**Information:**
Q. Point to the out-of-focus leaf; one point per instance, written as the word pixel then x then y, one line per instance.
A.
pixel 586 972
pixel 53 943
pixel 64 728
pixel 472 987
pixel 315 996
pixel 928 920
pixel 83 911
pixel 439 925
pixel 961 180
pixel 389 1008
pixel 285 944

**Exercise instructions:** Please output the full listing one more time, exactly.

**Result:**
Q. Point to the out-of-focus leaf; one point per instance, written as the word pixel then x then y, one line per instance.
A.
pixel 586 972
pixel 53 943
pixel 64 728
pixel 472 987
pixel 315 996
pixel 928 920
pixel 83 911
pixel 439 925
pixel 961 180
pixel 389 1008
pixel 285 944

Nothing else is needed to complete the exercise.